Coordinate annotation entries
_ _ _ _ _
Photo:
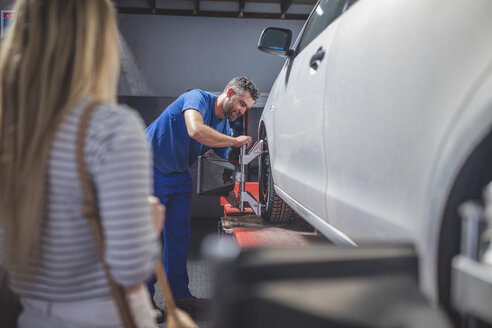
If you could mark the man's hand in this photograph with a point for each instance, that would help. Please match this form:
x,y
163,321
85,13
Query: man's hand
x,y
232,199
158,212
241,140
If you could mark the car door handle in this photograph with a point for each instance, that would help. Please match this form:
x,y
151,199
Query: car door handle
x,y
317,58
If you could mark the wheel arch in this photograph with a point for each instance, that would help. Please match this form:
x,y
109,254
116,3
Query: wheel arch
x,y
463,144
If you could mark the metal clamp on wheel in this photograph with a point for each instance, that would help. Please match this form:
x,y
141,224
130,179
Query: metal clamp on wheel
x,y
244,160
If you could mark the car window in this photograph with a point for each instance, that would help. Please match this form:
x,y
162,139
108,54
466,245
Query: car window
x,y
325,12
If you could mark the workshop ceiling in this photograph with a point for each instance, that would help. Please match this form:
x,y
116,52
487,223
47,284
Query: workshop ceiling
x,y
273,9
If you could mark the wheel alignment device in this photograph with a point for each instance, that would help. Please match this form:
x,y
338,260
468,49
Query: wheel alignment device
x,y
240,177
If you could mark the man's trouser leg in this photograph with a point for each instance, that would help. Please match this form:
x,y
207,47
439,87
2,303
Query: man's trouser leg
x,y
175,193
176,239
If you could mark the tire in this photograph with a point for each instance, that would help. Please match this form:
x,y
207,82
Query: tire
x,y
469,185
275,209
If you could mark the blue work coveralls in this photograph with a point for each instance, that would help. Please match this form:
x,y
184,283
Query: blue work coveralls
x,y
174,153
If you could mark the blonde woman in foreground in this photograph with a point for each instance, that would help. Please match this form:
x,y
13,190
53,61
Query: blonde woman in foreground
x,y
58,56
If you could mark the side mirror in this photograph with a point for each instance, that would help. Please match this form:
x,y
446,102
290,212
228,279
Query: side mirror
x,y
276,41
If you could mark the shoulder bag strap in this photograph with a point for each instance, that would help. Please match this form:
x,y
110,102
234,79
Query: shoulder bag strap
x,y
89,210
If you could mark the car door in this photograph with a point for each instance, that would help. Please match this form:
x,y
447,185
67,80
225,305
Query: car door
x,y
299,163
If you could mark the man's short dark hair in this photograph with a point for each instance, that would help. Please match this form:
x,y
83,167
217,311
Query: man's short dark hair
x,y
243,83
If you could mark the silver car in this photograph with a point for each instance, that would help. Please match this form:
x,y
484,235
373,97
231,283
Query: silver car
x,y
379,124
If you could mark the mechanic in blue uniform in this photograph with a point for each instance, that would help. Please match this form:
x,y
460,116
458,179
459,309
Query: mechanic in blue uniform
x,y
192,125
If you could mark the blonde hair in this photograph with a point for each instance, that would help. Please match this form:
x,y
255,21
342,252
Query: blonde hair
x,y
55,53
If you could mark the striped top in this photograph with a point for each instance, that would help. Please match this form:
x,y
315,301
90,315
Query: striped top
x,y
119,162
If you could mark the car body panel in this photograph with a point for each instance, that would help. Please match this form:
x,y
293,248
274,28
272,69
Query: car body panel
x,y
406,89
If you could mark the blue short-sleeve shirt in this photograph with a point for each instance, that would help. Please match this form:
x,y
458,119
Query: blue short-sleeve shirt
x,y
174,150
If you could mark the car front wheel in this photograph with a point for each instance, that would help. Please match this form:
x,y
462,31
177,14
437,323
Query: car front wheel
x,y
274,209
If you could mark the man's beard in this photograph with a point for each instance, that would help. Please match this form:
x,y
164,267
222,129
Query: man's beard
x,y
229,112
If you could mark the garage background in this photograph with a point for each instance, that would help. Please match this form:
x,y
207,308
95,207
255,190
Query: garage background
x,y
171,46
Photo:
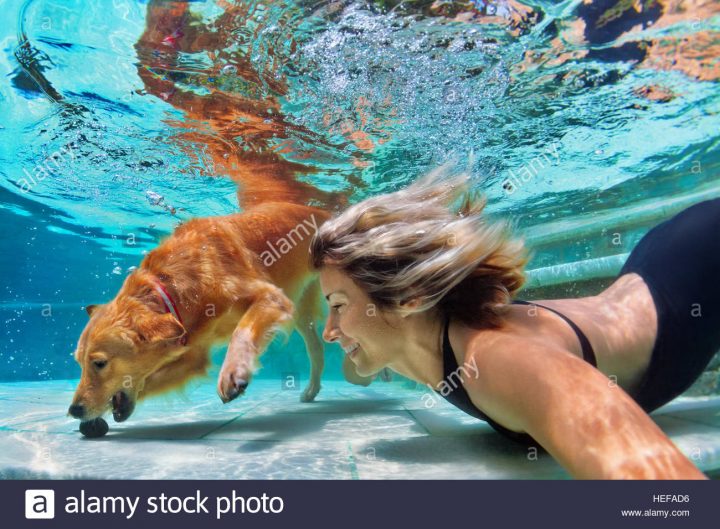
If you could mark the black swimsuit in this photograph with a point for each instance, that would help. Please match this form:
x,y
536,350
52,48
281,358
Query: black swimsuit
x,y
459,397
679,260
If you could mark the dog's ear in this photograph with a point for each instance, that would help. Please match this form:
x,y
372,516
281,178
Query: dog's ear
x,y
154,327
92,308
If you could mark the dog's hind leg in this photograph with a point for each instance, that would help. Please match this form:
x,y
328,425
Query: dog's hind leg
_ _ _ _ _
Exercise:
Duplicate all of the entries above line for line, leaving out the pictures.

Solution to the problem:
Photo:
If you could mark the man's hand in this photograph with a point for each instance, that would help. Please match this form:
x,y
163,321
85,13
Query: man's hand
x,y
232,199
158,212
241,140
If you could mark the car door handle in this photograph with a point for each instance, that would help. Please match this form:
x,y
151,199
Query: car door handle
x,y
317,58
If you could mark the wheel arch in this photograph with a point for each instance, that would help. Please match this form:
x,y
109,254
116,3
Query: wheel arch
x,y
463,144
If you could mark the metal clamp on wheel in this photograph with a point for each instance, that would help. Please match this form:
x,y
141,224
130,179
Query: metal clamp on wheel
x,y
244,160
If you could mark the car window in this photograph with a point for each instance, that would help. Please match this form:
x,y
162,139
108,54
466,245
Query: car window
x,y
325,12
If you could mark the workshop ceiling in this photograph with a point for each instance, that would help. Please match this form:
x,y
116,52
487,223
47,284
Query: workshop ceiling
x,y
273,9
If you could mark the wheel alignment device in this photograph with a point for each instance, that would help. Please match this form:
x,y
338,260
468,49
Query: wheel alignment device
x,y
240,177
If you could mark the man's trouser leg in this photograph with a point for each instance, that would help. Please match this form:
x,y
207,47
439,87
2,303
Query: man's trouser leg
x,y
175,193
176,239
If you could mark the tire in this photograph with a point for each instance, that would help. Please match this form:
x,y
207,82
Query: tire
x,y
469,185
275,209
If you could mark the blue work coveralls in this photograph with a point for each instance, that would help. Please match this form:
x,y
184,283
Query: blue work coveralls
x,y
174,153
If you could mark the blonde woman in foreground in this photograph with a point for each instance, that would help. Please match this form:
x,y
13,190
53,61
Query: blonde woman in foreground
x,y
58,56
If you could mark the side mirror in this photograph with a point for each instance, that would help. Please match this form:
x,y
446,102
290,212
228,279
Query: side mirror
x,y
276,41
If you could mark the shoulder bag strap in this photograph with a point for each instance, that would help. Please match this form:
x,y
110,102
234,79
Query: shoulder bag strap
x,y
89,210
If you could mark the car door in this photograph with a point for each instance, that would help. Please match this form:
x,y
447,185
67,80
225,305
Query: car door
x,y
299,163
If you could mark the man's short dark hair in this photograph with a point for each instance, that would help. Please match this form:
x,y
83,167
217,311
Query: man's short dark hair
x,y
243,83
If you could mark the silver car in this photograph with a point for each instance, that would help. Please match this form:
x,y
484,235
373,97
231,283
Query: silver car
x,y
379,124
If you could mark the mechanic in blue uniform in this photograph with a point for each instance, that would help. Please match this form:
x,y
460,116
458,179
459,309
Query: mechanic in blue uniform
x,y
192,125
If you could mark the blonde hair in this photograph with a point for each instance, that would help. Please match this form:
x,y
255,21
342,252
Query: blonde hair
x,y
55,53
If you could mark the striped top in this photograph with a point for each instance, that would help. Please match this form:
x,y
315,301
90,315
Query: striped top
x,y
119,162
If you could mark the car body panel in this photograph with a point for each instance, that would help. Please match this form:
x,y
293,248
274,28
272,69
Query: car body panel
x,y
406,89
If you could mark the blue short-sleeve shirt in this photograph with a point for each instance, that would help. Please match this form:
x,y
458,119
Query: blue short-sleeve shirt
x,y
174,150
If you could mark the car front wheel in this photograph with a point for each instance, that would help. Please match this form:
x,y
462,31
177,14
437,323
Query: car front wheel
x,y
274,209
If you could mark the man's beard in this photograph with a point for each instance, that would help. Please match this form:
x,y
164,267
222,129
Query: man's beard
x,y
229,112
If you could mark the garage background in this photograph with a point for each instance, that would help. Please match this form:
x,y
207,308
95,207
255,190
Query: garage background
x,y
171,46
Photo:
If you could mark the black swimsuit in this photograph with a point for each instance, that would help. Please match this form:
x,y
536,350
52,48
281,358
Query: black swimsuit
x,y
459,397
679,260
If you could mark the dog's ear in this photograph with a point for each instance, that would help. Please match this form:
x,y
372,516
281,178
Query: dog's ear
x,y
154,327
92,308
If you could mark the dog's hind leg in this photograph with a point for each instance, that would help. Please match this form:
x,y
328,425
Query: dog's hind leg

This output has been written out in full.